Buying in downtown Baltimore...near the Hopkins campus.  Which means my wife takes the free Hopkins shuttle in to work and I walk to work.  It's the same neighborhood that we've been renting in for the past year.

It's an old home...built somewhere in the 1920s.

Completely gutted and rehabbed.  New roof, new electrical, plumbing, HVAC, appliances, paint lighting, etc.  Still, I need it all checked out.

Termite inspection will be included.  Some wood, though mostly brick.

A very quiet street.

Thanks for the heads up on the clean outs (I could google but what are they) and the property lines.  Those are things I hadn't thought of.  I didn't look but believe I know where the exhaust for the dryer is.  

No garage (on-street parking), which sucks but it's the city so it's more the norm.

No HOA, though there is a local tax that provides a security service for the neighborhood.  In Baltimore, that's a good thing.  Also have an ADT system in the house, which I hope saves $$ on insurance.

Fin, great questoins on the pipes and foundation...definite ly stuff (along with jonrz's above) that I'll take to the inspection.

Your instructions: Copy the post about the Baltimore house word for word, from start to finish. The items that come after the post are separate material.

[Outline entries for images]
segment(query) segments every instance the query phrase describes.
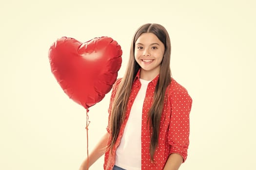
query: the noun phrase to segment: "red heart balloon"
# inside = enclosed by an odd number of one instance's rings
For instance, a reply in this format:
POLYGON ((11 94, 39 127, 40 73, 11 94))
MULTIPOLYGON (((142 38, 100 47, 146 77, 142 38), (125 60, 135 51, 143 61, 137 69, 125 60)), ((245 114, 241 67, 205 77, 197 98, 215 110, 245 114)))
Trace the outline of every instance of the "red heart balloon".
POLYGON ((109 37, 85 43, 63 37, 51 46, 49 58, 52 72, 65 93, 87 109, 111 89, 122 54, 120 45, 109 37))

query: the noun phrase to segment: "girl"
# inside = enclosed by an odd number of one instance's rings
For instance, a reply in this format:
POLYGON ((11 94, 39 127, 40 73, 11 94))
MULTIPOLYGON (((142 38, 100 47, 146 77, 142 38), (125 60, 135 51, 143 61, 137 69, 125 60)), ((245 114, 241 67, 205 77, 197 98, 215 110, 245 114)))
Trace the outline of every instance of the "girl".
POLYGON ((178 170, 185 161, 192 100, 171 77, 170 55, 162 26, 137 30, 124 76, 113 85, 107 132, 80 170, 104 153, 106 170, 178 170))

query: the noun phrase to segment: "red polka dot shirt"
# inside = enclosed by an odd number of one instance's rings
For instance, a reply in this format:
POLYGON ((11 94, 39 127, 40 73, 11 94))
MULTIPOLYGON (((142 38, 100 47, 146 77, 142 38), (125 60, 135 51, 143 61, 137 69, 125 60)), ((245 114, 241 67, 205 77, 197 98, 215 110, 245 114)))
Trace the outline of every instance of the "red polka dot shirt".
MULTIPOLYGON (((124 121, 121 125, 117 142, 114 147, 114 154, 112 155, 109 151, 105 153, 104 170, 112 170, 115 165, 116 151, 120 144, 133 102, 140 87, 139 72, 139 71, 137 73, 133 84, 124 121)), ((150 134, 148 128, 148 124, 147 123, 147 113, 152 104, 155 88, 158 77, 159 75, 148 84, 143 105, 141 170, 162 170, 169 155, 173 153, 180 154, 183 158, 183 162, 186 159, 187 156, 189 144, 189 114, 192 100, 186 89, 172 78, 171 84, 167 87, 165 94, 167 98, 164 103, 161 117, 158 146, 154 156, 155 162, 151 161, 149 151, 150 134)), ((109 120, 111 113, 112 102, 121 80, 118 79, 113 85, 108 110, 109 120)), ((107 127, 107 130, 110 132, 109 125, 107 127)))

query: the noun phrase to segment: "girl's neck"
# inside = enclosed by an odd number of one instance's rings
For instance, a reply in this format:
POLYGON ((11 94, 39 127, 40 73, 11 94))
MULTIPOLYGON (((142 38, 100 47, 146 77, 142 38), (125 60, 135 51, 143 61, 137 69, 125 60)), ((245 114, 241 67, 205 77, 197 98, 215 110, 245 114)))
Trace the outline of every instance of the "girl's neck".
POLYGON ((141 69, 139 78, 145 80, 152 80, 158 74, 159 71, 148 71, 141 69))

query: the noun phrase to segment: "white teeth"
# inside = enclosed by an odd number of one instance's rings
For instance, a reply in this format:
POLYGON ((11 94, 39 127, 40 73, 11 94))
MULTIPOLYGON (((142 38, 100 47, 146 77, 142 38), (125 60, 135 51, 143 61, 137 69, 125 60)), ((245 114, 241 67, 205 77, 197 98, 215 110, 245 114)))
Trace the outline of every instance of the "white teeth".
POLYGON ((142 60, 143 62, 151 62, 152 61, 152 60, 142 60))

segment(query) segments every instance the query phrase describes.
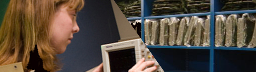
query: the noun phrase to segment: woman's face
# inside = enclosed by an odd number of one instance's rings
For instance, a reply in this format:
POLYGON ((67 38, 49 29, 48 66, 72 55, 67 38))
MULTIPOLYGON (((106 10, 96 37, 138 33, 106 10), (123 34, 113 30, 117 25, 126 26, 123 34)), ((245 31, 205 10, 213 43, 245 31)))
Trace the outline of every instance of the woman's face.
POLYGON ((55 12, 50 40, 51 46, 55 48, 58 54, 65 51, 71 42, 73 34, 79 31, 75 20, 75 11, 69 10, 69 7, 64 6, 61 6, 55 12))

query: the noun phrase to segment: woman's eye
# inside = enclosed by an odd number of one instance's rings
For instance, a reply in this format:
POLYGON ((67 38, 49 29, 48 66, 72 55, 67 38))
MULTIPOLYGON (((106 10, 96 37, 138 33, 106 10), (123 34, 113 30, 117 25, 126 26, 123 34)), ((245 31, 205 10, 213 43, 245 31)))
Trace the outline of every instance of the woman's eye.
POLYGON ((76 14, 73 14, 73 16, 77 16, 76 14))

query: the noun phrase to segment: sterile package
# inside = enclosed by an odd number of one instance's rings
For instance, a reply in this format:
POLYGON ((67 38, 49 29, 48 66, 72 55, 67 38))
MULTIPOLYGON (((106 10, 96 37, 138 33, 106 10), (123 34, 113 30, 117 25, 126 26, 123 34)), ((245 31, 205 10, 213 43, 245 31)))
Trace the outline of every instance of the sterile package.
POLYGON ((152 36, 151 43, 152 45, 156 45, 159 43, 160 22, 159 20, 151 22, 152 22, 152 36))
POLYGON ((204 36, 203 39, 203 46, 210 46, 210 15, 207 16, 207 19, 205 21, 204 32, 204 36))
POLYGON ((203 38, 204 31, 204 26, 205 26, 205 18, 199 18, 197 19, 196 26, 195 35, 195 45, 200 46, 203 44, 203 38))
POLYGON ((226 21, 226 36, 225 46, 226 47, 234 46, 236 45, 237 25, 238 18, 240 17, 237 14, 231 14, 227 17, 226 21))
POLYGON ((176 40, 178 35, 178 29, 180 24, 180 19, 176 17, 171 17, 169 23, 169 45, 172 46, 176 45, 176 40))
POLYGON ((223 46, 224 45, 226 19, 225 15, 219 15, 215 16, 215 44, 216 47, 223 46))
POLYGON ((251 14, 243 14, 238 19, 237 45, 238 47, 247 46, 252 37, 255 19, 251 14))
POLYGON ((152 21, 157 21, 156 19, 146 19, 145 20, 144 31, 145 34, 145 44, 146 45, 151 45, 152 36, 152 21))
POLYGON ((190 47, 194 44, 195 26, 197 24, 197 22, 198 18, 198 16, 193 16, 190 19, 189 24, 188 25, 188 28, 184 39, 184 45, 187 47, 190 47))
MULTIPOLYGON (((255 22, 256 23, 256 22, 255 22)), ((256 25, 255 25, 255 24, 253 25, 254 25, 254 30, 253 32, 253 34, 252 35, 252 39, 251 40, 251 41, 249 43, 249 45, 248 46, 248 47, 253 48, 256 46, 256 25)))
POLYGON ((159 44, 160 45, 167 45, 169 38, 169 27, 170 18, 165 18, 160 20, 160 30, 159 44))
POLYGON ((188 28, 190 19, 190 17, 185 17, 181 19, 180 22, 176 40, 176 43, 178 45, 183 45, 184 44, 184 39, 188 28))
POLYGON ((139 24, 139 23, 141 23, 141 20, 136 20, 134 22, 134 23, 133 23, 133 25, 134 25, 135 26, 135 30, 136 31, 136 32, 138 33, 138 32, 140 32, 140 28, 138 28, 138 27, 141 27, 141 26, 139 26, 141 25, 138 25, 139 24))

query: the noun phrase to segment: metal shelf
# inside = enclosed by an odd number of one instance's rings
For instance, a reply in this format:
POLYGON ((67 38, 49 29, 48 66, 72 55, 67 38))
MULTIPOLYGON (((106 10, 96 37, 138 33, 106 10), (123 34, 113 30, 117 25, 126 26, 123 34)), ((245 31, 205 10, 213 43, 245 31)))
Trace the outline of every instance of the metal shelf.
POLYGON ((256 10, 249 10, 239 11, 230 11, 221 12, 216 12, 215 13, 216 15, 227 14, 240 14, 243 13, 256 13, 256 10))
POLYGON ((136 20, 137 19, 141 19, 141 17, 135 17, 127 18, 128 20, 136 20))
POLYGON ((217 49, 217 50, 256 51, 256 48, 248 48, 248 47, 239 48, 238 47, 214 47, 214 49, 217 49))
POLYGON ((165 18, 171 17, 182 17, 185 16, 204 16, 210 15, 210 12, 190 13, 181 14, 166 15, 163 16, 151 16, 145 17, 145 19, 153 19, 156 18, 165 18))
POLYGON ((162 48, 170 49, 210 49, 210 47, 191 46, 188 47, 184 46, 161 46, 161 45, 147 45, 149 48, 162 48))

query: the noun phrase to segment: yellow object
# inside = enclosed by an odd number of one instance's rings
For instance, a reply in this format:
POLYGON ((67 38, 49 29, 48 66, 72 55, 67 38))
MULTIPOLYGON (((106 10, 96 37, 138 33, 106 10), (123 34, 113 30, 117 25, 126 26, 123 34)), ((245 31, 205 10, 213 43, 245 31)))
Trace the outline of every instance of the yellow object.
POLYGON ((0 66, 1 72, 24 72, 21 62, 0 66))
POLYGON ((149 59, 151 58, 151 56, 148 56, 148 58, 149 59))

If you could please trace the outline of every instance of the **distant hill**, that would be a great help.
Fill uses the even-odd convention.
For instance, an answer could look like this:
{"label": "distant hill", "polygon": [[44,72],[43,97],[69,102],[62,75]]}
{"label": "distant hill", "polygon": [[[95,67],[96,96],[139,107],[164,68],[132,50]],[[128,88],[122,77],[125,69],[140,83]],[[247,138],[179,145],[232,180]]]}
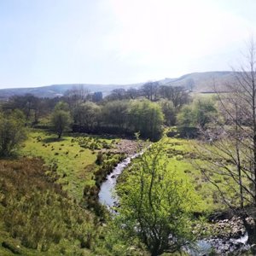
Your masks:
{"label": "distant hill", "polygon": [[185,74],[178,79],[165,79],[160,83],[171,86],[183,86],[187,90],[195,92],[212,92],[214,84],[218,90],[224,90],[224,85],[234,80],[234,72],[218,71],[192,73]]}
{"label": "distant hill", "polygon": [[102,91],[103,96],[106,96],[111,92],[111,90],[117,88],[129,89],[138,88],[143,84],[53,84],[41,87],[31,87],[31,88],[9,88],[0,89],[0,99],[8,99],[12,96],[18,95],[22,96],[27,93],[32,94],[38,97],[56,97],[61,96],[64,93],[74,88],[75,86],[84,85],[90,92]]}
{"label": "distant hill", "polygon": [[[233,79],[233,72],[204,72],[185,74],[177,79],[165,79],[160,80],[160,84],[170,86],[183,86],[188,90],[193,89],[195,92],[211,92],[213,90],[213,84],[217,85],[219,90],[222,90],[227,82]],[[139,88],[143,83],[132,84],[53,84],[48,86],[33,88],[11,88],[1,89],[0,99],[8,99],[15,95],[32,94],[38,97],[55,97],[61,96],[67,90],[74,86],[83,84],[90,91],[102,91],[104,96],[109,94],[111,90],[117,88]]]}

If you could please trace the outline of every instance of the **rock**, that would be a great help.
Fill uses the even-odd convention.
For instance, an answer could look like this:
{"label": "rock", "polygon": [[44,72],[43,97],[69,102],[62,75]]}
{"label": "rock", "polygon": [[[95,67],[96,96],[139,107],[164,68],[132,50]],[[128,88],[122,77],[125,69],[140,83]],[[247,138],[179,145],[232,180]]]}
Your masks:
{"label": "rock", "polygon": [[251,246],[251,253],[255,255],[256,254],[256,244],[253,244]]}

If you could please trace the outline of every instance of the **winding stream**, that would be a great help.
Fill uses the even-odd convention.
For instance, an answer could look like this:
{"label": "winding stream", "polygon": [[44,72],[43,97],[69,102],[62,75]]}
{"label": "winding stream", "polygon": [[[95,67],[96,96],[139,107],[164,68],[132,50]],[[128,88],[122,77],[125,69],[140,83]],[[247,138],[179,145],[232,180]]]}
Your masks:
{"label": "winding stream", "polygon": [[118,177],[131,163],[132,159],[137,158],[142,154],[143,153],[135,154],[125,158],[113,169],[113,172],[109,175],[108,175],[106,181],[104,181],[101,185],[99,192],[99,201],[101,204],[106,206],[110,210],[115,206],[118,201],[118,197],[114,193],[114,187],[116,185]]}
{"label": "winding stream", "polygon": [[[99,201],[101,204],[106,206],[111,212],[113,212],[112,207],[118,203],[118,196],[114,193],[118,177],[131,163],[132,159],[137,158],[142,154],[143,154],[143,151],[125,158],[113,169],[113,172],[108,175],[106,181],[101,185]],[[228,253],[230,252],[237,252],[237,250],[241,249],[249,249],[249,246],[247,244],[247,238],[248,236],[246,233],[238,239],[209,238],[198,240],[195,244],[196,248],[185,248],[185,251],[191,256],[201,256],[209,255],[212,252],[212,249],[214,249],[219,255],[227,255]]]}

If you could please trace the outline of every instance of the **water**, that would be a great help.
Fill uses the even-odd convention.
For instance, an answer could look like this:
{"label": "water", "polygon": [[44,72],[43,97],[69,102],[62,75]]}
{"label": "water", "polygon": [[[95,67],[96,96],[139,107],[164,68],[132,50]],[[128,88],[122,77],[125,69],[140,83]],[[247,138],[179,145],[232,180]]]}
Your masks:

Finished task:
Buying in downtown Baltimore...near the Hopkins campus.  Which means my wife takes the free Hopkins shuttle in to work and I walk to work.  It's the same neighborhood that we've been renting in for the past year.

It's an old home...built somewhere in the 1920s.

Completely gutted and rehabbed.  New roof, new electrical, plumbing, HVAC, appliances, paint lighting, etc.  Still, I need it all checked out.

Termite inspection will be included.  Some wood, though mostly brick.

A very quiet street.

Thanks for the heads up on the clean outs (I could google but what are they) and the property lines.  Those are things I hadn't thought of.  I didn't look but believe I know where the exhaust for the dryer is.  

No garage (on-street parking), which sucks but it's the city so it's more the norm.

No HOA, though there is a local tax that provides a security service for the neighborhood.  In Baltimore, that's a good thing.  Also have an ADT system in the house, which I hope saves $$ on insurance.

Fin, great questoins on the pipes and foundation...definite ly stuff (along with jonrz's above) that I'll take to the inspection.